*** Opening of Dataset excerpts ***

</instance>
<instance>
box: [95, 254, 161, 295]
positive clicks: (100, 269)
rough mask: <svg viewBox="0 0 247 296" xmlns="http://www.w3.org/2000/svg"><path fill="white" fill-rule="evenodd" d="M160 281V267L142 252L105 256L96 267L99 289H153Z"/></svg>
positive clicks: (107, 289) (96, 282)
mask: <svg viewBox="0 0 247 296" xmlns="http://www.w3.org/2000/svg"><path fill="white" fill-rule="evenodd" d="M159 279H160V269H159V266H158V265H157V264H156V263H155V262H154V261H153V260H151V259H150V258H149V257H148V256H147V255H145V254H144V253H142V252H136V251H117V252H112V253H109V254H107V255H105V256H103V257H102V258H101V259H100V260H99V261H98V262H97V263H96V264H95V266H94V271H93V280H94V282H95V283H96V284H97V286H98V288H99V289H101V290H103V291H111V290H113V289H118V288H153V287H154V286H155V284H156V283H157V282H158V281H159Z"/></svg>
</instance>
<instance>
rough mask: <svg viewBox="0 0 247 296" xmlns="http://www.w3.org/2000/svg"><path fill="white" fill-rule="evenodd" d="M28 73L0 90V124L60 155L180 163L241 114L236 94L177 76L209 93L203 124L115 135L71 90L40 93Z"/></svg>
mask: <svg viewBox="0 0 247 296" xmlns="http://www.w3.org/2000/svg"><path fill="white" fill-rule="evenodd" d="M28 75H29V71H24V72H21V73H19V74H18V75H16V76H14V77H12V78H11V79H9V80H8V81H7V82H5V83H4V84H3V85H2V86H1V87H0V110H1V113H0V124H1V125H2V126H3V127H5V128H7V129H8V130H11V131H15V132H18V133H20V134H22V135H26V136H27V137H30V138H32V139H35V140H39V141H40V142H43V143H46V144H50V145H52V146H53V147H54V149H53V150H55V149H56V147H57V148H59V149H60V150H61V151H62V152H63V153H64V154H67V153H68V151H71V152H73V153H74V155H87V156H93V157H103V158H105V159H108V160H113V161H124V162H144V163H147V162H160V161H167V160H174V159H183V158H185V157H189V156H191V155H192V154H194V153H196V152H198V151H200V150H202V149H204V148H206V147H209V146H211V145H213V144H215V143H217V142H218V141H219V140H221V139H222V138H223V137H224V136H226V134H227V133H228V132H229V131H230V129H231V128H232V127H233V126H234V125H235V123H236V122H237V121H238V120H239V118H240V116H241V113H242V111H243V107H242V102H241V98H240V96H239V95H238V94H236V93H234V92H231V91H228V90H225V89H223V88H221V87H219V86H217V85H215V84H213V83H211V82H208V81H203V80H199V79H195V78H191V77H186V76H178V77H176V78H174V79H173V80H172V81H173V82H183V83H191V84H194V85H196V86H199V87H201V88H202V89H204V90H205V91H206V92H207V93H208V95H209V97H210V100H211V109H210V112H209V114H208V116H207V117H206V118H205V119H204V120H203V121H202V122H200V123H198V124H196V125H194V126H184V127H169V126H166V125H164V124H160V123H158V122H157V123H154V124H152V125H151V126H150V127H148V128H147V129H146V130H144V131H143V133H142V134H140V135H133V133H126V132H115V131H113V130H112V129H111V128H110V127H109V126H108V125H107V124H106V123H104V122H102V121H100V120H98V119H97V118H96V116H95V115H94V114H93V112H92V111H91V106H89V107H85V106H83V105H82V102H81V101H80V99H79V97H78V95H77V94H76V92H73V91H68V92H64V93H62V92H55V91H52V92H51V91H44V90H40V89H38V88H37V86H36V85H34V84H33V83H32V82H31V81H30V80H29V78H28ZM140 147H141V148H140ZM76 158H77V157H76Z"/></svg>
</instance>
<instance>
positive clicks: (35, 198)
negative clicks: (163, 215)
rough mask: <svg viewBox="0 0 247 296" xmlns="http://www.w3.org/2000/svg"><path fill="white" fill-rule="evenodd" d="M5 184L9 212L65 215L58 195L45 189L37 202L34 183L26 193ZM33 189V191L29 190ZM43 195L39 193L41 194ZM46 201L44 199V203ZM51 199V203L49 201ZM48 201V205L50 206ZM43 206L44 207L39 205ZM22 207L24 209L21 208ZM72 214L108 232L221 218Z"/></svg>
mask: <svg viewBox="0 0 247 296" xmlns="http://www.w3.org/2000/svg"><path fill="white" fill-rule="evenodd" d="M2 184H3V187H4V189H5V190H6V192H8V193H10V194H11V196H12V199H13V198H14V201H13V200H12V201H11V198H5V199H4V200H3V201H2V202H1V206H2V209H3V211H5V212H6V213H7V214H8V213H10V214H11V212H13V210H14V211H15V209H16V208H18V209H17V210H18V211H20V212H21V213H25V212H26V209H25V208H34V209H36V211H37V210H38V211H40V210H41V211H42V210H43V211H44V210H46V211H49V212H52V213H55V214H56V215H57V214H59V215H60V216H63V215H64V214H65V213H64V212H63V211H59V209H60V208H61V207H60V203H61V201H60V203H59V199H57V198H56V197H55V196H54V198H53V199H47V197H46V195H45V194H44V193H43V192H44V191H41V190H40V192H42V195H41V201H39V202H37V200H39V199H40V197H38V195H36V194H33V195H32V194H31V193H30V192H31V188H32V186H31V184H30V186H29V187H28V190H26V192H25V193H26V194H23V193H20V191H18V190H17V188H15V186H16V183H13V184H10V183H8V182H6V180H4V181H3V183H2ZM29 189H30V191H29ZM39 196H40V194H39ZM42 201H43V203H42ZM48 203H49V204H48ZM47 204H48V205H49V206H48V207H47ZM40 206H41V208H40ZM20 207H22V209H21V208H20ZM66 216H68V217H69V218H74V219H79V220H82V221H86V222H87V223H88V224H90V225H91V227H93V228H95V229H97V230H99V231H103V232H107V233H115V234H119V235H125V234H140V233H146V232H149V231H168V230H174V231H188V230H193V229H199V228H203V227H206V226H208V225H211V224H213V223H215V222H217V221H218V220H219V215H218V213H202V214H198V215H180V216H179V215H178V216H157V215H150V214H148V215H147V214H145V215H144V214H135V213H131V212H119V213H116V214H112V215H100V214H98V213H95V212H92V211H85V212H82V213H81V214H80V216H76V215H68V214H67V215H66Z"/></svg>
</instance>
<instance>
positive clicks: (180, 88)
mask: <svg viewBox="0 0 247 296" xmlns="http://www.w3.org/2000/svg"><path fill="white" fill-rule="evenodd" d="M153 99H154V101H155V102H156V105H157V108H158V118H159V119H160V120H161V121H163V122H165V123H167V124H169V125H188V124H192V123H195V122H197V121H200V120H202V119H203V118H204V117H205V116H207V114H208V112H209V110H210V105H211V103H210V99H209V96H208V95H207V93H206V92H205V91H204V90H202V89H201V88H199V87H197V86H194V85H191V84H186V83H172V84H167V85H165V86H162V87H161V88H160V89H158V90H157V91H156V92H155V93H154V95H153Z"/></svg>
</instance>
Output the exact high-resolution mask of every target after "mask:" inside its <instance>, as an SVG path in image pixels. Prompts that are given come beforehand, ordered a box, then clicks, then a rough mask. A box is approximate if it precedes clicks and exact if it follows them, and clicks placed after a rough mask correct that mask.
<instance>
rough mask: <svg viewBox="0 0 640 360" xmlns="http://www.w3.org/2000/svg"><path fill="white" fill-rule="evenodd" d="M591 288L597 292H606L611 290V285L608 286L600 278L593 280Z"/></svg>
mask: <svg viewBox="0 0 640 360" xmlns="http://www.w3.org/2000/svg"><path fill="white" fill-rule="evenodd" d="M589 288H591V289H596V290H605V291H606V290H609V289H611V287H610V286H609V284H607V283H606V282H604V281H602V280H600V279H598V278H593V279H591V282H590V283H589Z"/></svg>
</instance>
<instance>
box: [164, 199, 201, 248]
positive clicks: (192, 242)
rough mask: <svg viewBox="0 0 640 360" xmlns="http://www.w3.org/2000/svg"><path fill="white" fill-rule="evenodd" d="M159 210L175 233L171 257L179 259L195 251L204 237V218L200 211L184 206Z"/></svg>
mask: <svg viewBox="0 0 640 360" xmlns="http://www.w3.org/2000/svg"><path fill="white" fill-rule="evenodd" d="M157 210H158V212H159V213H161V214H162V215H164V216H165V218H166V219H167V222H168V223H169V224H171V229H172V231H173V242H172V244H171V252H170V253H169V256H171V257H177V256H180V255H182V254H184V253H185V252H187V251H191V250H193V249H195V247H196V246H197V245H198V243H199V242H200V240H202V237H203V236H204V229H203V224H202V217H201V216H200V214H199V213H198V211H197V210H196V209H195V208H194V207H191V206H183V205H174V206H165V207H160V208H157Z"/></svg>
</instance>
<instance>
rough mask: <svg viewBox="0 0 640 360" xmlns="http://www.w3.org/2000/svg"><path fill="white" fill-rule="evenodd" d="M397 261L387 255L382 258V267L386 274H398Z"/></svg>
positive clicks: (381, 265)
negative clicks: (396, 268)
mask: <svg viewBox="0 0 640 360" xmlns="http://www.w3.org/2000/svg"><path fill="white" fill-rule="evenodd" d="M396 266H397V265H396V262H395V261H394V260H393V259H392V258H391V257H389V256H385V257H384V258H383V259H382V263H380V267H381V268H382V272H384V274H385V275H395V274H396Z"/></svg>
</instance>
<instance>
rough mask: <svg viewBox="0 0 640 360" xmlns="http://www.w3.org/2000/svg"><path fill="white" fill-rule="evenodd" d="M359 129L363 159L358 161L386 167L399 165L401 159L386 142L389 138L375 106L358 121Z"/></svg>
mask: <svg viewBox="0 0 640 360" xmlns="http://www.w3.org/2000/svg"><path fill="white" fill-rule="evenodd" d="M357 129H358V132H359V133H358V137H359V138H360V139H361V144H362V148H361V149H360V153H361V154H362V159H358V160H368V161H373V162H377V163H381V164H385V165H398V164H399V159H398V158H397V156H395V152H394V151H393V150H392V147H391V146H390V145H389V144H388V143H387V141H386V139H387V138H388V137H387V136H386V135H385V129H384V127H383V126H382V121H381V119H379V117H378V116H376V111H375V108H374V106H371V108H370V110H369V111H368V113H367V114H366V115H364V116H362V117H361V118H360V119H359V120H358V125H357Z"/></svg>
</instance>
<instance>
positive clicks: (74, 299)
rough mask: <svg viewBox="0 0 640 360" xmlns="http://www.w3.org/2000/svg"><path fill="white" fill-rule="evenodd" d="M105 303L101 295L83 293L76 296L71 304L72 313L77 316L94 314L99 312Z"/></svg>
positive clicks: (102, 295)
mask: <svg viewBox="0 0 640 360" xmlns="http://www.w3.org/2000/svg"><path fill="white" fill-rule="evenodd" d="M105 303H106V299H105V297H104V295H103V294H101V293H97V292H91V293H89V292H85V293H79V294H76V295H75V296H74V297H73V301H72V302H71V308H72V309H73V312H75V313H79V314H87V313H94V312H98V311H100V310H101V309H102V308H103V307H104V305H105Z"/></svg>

*** Close of Dataset excerpts ***
*** Opening of Dataset excerpts ***

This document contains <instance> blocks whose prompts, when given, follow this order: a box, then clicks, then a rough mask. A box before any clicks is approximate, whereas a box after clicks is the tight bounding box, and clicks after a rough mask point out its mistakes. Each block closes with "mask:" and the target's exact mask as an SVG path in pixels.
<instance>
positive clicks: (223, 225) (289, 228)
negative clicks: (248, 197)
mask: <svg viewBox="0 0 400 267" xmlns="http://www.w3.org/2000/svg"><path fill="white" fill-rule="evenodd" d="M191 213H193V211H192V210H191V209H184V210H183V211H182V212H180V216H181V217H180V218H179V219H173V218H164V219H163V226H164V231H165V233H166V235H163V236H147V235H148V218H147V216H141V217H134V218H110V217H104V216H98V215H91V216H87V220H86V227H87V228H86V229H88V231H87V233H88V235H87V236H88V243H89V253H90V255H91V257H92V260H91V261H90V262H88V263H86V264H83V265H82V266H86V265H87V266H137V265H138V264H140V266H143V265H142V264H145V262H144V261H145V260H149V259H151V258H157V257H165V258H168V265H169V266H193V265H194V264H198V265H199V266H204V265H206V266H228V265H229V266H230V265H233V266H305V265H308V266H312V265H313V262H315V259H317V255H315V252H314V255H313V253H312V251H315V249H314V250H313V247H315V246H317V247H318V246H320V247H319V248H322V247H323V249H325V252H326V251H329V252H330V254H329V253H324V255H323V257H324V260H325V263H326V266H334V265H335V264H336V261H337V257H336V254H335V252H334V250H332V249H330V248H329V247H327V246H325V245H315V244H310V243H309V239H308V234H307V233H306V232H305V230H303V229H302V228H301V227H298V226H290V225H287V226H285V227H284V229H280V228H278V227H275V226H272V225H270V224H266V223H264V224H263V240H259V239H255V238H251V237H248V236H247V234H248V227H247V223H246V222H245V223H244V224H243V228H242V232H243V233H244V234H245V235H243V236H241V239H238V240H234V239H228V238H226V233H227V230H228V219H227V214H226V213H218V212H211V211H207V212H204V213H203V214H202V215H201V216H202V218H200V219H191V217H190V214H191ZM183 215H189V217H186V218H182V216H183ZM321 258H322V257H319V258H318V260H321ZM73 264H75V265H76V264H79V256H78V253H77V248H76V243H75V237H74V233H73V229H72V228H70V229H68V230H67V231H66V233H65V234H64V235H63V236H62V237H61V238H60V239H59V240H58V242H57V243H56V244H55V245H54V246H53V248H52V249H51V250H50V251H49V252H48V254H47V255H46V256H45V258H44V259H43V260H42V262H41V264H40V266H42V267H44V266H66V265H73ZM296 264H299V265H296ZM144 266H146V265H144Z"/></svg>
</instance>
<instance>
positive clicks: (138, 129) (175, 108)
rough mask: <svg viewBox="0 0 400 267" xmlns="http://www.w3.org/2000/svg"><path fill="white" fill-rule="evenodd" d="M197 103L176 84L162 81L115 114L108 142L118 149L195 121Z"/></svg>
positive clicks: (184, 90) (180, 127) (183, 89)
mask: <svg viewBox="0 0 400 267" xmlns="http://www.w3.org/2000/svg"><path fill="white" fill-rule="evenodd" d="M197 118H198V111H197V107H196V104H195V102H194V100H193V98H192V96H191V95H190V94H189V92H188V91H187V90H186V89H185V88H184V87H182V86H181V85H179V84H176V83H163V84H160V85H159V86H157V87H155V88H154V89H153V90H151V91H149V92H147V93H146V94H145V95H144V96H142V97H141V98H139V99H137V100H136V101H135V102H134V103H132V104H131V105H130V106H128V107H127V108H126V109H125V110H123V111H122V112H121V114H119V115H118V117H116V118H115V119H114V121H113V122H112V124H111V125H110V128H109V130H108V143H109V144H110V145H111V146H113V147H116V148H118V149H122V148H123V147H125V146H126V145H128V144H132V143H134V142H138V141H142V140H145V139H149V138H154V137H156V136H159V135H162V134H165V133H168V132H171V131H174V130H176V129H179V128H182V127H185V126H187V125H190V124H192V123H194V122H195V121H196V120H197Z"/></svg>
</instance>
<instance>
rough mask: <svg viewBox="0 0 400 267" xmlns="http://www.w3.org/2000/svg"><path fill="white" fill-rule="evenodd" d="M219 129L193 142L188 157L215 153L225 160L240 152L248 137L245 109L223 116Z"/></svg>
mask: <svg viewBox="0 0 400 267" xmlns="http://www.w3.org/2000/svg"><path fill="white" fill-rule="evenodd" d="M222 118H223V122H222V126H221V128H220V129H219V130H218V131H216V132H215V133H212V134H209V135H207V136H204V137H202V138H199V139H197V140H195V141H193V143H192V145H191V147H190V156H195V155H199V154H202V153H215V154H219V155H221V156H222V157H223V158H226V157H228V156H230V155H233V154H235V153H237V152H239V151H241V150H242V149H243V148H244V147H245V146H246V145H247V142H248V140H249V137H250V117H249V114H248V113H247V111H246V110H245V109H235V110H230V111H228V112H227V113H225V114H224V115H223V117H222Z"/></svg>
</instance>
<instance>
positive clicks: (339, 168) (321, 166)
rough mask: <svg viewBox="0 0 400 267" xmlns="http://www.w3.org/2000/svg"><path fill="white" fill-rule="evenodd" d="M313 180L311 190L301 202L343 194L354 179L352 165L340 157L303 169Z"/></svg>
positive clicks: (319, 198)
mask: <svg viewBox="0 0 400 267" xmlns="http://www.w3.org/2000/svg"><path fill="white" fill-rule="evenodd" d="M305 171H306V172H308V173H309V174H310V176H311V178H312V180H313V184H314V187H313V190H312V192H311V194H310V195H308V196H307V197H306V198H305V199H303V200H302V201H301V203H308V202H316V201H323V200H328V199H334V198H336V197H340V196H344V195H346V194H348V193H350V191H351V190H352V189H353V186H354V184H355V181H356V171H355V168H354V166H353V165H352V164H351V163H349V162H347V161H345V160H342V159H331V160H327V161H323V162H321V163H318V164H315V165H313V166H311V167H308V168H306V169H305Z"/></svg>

*** Close of Dataset excerpts ***

Instructions to follow
Pull out every line in the entries above that contains the string "then" and copy those lines. Letter case matters.

Result for this task
Output the exact high-resolution mask of every target after "mask:" inside its <instance>, as an SVG path in image pixels. Prompts that are given come beforehand, ordered a box, then clicks, then a rough mask. A box is approximate if it precedes clicks and exact if it follows them, and clicks placed after a rough mask correct that mask.
This document contains <instance> blocks whose prompts, when given, follow this order: a box, then clicks, then a rough mask. A box before any clicks is approximate, whereas a box after clicks is the tight bounding box, and clicks after a rough mask point out its mistakes. Each block closes with "mask:" and the target's exact mask as an SVG path in pixels.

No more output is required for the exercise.